--- start of Exercise materials ---
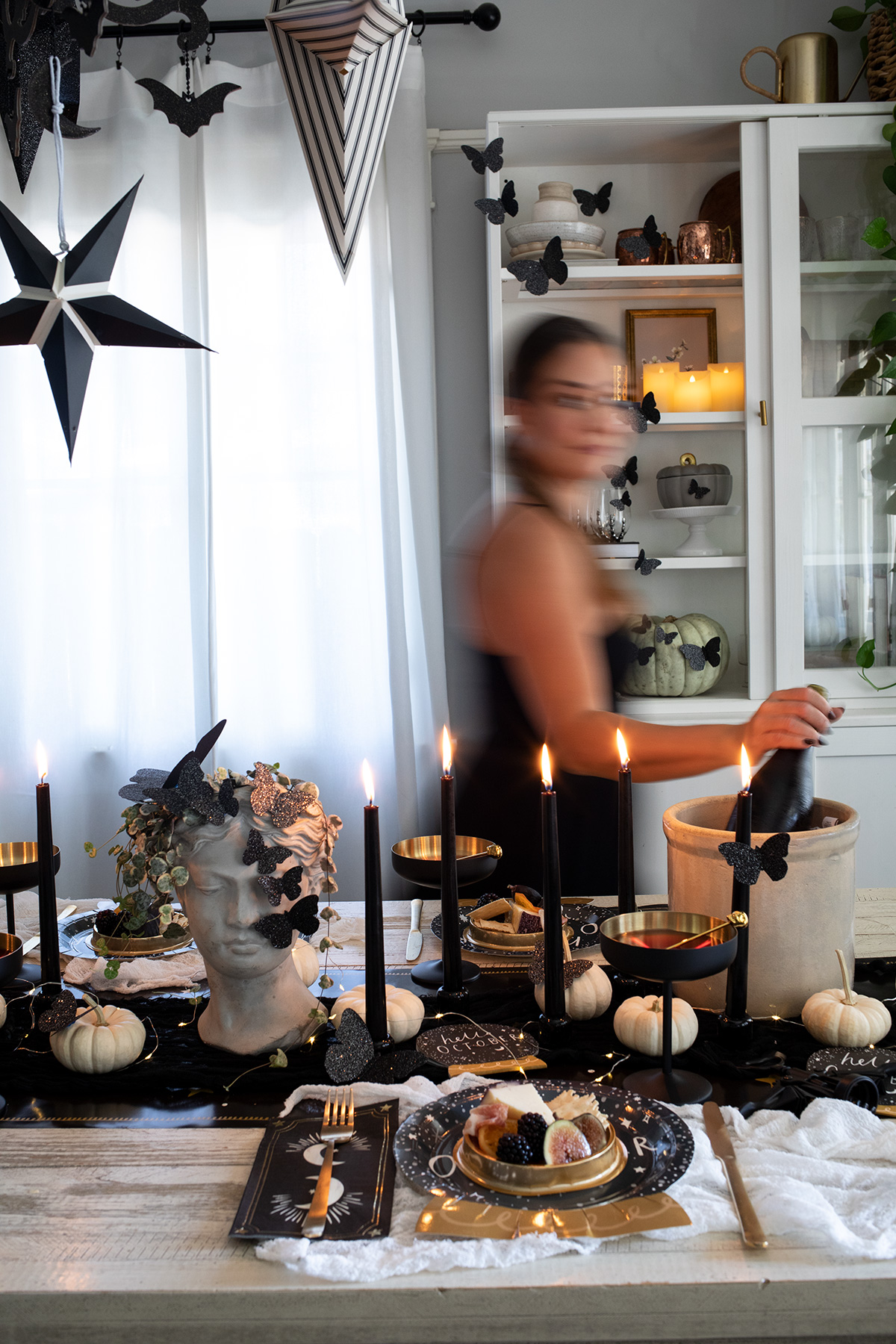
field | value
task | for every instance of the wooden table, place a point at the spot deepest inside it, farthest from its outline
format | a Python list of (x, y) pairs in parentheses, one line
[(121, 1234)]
--- end of Exercise materials ---
--- start of Exercise materials ---
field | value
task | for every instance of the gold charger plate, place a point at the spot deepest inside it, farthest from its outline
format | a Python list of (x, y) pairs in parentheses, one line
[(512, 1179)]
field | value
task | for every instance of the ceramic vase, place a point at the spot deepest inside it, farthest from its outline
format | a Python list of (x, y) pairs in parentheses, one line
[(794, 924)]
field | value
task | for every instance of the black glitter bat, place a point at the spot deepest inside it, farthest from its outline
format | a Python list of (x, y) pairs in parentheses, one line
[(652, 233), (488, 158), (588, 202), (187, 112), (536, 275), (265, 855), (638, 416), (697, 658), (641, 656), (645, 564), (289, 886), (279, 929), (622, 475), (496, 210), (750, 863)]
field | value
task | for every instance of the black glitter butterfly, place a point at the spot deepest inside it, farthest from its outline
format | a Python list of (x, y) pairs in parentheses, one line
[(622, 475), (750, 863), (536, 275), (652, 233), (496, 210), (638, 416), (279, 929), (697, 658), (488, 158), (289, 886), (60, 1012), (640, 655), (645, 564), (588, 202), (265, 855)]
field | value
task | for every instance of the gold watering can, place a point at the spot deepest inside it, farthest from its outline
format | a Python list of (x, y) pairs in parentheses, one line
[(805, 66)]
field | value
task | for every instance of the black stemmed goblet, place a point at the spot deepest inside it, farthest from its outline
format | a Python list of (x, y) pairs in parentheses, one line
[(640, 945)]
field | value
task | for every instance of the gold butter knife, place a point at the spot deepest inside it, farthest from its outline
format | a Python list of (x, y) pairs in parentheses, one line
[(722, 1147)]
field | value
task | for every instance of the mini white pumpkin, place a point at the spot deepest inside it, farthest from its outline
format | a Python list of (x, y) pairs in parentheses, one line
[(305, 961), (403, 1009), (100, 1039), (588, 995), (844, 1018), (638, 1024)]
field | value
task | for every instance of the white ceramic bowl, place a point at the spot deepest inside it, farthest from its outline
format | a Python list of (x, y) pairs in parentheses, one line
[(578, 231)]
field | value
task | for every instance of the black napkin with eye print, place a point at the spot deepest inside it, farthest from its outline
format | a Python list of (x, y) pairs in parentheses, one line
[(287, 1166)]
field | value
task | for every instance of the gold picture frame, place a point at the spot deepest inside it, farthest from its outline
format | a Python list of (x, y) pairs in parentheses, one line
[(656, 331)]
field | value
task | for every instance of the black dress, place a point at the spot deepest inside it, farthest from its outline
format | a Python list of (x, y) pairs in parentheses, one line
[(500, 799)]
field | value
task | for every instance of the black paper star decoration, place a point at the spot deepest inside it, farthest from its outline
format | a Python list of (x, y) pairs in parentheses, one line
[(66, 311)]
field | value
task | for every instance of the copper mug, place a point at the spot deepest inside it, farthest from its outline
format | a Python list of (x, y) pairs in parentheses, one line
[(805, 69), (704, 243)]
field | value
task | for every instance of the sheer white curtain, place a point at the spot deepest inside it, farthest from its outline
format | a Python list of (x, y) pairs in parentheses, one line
--- end of Exercise materials ---
= Task details =
Extract each line of the listing above that contains the string "glitter".

= Written answer =
task | for every instance of the black glitter bat, place a point at the spot deepest inside it, farthest from its outline
task | for every instance of the black glitter butterfly, place a point at the spot deepest inside it, farthest from its outline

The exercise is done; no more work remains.